-- TEXT SHOWN follows --

The BGA Timor-Leste team, led by Senior Advisor Ian Kemish, wrote an update on the country’s second-round runoff in its presidential election. The update examined the dynamics in the recent polls, the future prospects for the country and areas for businesses to monitor.


  • Timor-Leste went to the polls on March 19 for its fifth presidential election since independence in 2002, but the lack of a decisive result means the focus has shifted to a runoff in mid-April. Because no candidate secured an outright majority of at least 50 percent of the votes cast, a second-round runoff between the top two candidates will be held on April 19.
  • The diverse range of the 16 candidates fielded in the election reflects a country on the verge of an intergenerational and demographic shift. At one end is the politically dominant “old guard” generation of revolutionary heroes, and at the other end is the next crop of would-be leaders seeking to represent a burgeoning young Timor-Leste population who do not remember the period of Indonesian occupation.

-- TEXT SHOWN concluded --

Extend the update on Timor-Leste's presidential election past its final sentence, keeping the same style. The records come from a different source than the text.

-- DATA EXTRACT follows --

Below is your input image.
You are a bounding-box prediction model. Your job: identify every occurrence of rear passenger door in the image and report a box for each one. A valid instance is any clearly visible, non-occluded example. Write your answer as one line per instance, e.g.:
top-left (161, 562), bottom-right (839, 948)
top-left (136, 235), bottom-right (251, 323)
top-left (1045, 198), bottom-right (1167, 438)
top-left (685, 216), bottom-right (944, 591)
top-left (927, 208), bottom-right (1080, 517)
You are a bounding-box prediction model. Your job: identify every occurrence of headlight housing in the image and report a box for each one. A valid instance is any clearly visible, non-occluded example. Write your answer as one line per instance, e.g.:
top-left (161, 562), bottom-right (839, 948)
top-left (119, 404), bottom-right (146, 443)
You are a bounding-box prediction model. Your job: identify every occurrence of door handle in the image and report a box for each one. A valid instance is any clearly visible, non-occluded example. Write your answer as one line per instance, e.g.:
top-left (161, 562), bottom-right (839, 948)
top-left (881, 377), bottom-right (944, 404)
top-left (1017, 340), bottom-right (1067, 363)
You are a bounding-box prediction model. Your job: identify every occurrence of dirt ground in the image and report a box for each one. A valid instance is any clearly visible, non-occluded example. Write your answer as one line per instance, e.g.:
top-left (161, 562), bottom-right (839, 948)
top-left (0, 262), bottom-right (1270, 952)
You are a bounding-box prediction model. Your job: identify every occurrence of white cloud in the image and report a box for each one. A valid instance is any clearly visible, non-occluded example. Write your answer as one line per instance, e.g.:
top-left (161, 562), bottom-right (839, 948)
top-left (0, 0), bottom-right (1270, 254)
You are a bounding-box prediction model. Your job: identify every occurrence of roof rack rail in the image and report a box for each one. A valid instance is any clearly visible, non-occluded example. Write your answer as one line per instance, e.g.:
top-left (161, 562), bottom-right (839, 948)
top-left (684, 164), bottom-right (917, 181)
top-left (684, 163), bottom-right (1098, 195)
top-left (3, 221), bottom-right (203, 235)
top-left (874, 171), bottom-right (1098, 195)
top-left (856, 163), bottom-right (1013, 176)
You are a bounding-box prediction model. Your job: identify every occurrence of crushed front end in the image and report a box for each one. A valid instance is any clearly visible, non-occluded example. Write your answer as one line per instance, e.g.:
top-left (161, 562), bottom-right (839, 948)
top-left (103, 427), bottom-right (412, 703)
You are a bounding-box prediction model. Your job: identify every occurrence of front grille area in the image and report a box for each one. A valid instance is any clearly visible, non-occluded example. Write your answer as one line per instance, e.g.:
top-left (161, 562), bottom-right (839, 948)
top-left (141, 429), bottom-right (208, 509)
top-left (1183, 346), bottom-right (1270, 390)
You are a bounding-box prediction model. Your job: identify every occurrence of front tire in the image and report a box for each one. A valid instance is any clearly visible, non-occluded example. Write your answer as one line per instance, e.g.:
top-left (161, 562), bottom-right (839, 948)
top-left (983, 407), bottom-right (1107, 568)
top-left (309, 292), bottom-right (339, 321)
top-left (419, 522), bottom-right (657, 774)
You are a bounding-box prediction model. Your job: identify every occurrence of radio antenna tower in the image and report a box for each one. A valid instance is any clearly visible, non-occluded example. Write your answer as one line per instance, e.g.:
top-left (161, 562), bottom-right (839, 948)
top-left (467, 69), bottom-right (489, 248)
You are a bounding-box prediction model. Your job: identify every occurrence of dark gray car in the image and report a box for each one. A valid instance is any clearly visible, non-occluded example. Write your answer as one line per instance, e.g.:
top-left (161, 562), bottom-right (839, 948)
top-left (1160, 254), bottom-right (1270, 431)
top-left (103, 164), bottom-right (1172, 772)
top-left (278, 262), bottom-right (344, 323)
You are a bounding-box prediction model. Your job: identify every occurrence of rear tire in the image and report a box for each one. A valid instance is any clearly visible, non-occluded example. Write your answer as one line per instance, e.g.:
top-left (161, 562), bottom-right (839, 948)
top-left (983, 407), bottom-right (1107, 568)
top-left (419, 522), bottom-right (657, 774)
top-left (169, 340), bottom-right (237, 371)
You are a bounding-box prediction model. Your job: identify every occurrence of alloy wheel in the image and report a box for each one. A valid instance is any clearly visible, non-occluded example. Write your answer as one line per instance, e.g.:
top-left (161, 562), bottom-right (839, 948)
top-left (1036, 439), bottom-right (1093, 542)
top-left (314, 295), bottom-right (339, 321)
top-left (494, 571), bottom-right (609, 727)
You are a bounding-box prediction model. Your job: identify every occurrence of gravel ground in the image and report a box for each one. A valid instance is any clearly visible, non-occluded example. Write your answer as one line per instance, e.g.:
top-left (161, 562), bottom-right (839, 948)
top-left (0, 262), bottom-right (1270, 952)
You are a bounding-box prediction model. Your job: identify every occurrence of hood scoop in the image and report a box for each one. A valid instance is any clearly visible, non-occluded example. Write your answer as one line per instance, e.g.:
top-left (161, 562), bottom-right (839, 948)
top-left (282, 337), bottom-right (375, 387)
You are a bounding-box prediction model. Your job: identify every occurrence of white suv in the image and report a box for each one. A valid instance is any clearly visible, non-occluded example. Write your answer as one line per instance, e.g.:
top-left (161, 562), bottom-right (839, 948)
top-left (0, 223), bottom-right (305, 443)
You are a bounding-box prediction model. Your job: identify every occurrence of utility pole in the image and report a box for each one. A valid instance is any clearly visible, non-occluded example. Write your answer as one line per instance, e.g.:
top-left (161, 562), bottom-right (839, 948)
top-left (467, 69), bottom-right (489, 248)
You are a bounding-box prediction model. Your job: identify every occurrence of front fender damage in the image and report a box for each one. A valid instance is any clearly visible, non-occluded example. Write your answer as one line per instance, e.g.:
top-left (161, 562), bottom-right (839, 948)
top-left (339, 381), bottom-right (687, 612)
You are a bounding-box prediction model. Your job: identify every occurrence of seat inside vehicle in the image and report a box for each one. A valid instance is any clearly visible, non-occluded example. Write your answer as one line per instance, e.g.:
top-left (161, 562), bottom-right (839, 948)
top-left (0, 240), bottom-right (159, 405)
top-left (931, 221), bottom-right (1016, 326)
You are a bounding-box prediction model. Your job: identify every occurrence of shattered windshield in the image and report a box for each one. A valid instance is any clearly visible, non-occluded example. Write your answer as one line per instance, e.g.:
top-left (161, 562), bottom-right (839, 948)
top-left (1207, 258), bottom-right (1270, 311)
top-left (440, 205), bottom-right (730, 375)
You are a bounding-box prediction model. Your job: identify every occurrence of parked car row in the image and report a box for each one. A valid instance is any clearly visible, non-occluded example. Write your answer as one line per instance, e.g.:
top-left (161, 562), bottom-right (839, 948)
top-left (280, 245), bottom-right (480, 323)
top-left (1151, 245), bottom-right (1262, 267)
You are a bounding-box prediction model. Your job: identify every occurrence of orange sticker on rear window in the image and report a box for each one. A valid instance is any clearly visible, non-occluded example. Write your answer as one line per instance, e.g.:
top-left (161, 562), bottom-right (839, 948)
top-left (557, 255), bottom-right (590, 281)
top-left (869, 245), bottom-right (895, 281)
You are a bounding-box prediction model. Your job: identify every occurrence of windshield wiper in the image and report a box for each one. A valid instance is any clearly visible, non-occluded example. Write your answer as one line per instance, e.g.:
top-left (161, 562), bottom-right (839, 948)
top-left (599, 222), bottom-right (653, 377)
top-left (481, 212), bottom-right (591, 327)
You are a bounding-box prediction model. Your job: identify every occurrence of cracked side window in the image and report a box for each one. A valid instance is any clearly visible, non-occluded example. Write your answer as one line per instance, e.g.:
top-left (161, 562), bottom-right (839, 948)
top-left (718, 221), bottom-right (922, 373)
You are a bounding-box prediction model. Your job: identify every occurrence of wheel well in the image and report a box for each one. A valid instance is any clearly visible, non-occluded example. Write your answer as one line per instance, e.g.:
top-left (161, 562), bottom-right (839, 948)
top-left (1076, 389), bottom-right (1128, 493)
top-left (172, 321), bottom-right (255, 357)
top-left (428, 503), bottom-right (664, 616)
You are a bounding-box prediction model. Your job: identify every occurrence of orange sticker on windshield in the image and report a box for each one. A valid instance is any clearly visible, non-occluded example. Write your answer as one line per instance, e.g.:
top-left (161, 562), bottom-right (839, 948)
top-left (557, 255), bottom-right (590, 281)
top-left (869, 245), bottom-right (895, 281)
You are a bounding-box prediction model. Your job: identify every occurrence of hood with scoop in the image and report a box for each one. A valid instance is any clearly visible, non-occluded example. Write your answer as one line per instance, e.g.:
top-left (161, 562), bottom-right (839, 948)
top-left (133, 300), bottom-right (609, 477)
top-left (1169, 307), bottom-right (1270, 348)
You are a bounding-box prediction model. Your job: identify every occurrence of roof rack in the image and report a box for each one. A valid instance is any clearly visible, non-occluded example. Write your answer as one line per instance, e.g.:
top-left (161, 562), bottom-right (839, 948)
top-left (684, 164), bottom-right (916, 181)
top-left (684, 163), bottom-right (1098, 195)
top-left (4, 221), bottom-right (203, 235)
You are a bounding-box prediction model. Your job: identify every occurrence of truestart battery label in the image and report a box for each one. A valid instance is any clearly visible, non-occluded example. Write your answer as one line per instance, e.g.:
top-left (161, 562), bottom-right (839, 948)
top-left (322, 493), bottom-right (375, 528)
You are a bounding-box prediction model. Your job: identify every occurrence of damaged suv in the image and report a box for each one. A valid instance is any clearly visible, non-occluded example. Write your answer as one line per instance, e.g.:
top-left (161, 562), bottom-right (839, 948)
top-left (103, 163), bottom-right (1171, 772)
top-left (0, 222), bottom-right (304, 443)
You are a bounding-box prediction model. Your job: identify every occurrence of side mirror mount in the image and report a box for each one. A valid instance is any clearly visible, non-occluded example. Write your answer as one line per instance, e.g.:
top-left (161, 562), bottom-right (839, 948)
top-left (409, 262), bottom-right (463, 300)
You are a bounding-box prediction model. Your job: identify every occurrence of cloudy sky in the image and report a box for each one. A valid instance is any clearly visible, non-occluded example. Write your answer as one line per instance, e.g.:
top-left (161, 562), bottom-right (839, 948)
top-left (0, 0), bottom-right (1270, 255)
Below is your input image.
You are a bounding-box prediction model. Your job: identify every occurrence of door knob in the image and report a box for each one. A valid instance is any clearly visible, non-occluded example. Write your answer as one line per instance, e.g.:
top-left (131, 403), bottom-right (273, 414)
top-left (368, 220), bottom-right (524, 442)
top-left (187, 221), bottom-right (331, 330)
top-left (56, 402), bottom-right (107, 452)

-- DATA EXTRACT concluded --

EXERCISE ANSWER:
  • The results demonstrated that after almost 20 years, Timor-Leste’s key independence figures still dominate the political landscape. Nobel Peace Prize laureate and former president and prime minister, Jose Ramos-Horta, has emerged as the frontrunner, with 45.9 percent of the vote. In second place is former resistance fighter and incumbent President Francisco “Lu Olo” Guterres, with 22.4 percent.
  • While a runoff could shift the dynamics because the remaining two candidates will need to seek the endorsement of eliminated first round candidates, Ramos-Horta is expected to take on the presidency pending an unexpected development.


  • The country’s future political stability will hinge on the action of the winner. If he wins, the highly experienced Ramos-Horta will need to deftly balance his National Congress for Timorese Reconstruction (CNRT) backers and not provoke strong resistance from the current governing coalition. Political stability will be key for Timor-Leste as it works to recover from recent setbacks, including COVID-19 and floods, and struggles to find solutions to the country’s dwindling revenue pool supported by its sovereign wealth petroleum fund.
  • While it is clear that the old guard still has the edge in the spectrum of the country’s politics, new, businesses thinking ahead should keep in mind that younger voices could gain traction in the coming years. The shift could crystallize the next governing period from 2023 to 2027.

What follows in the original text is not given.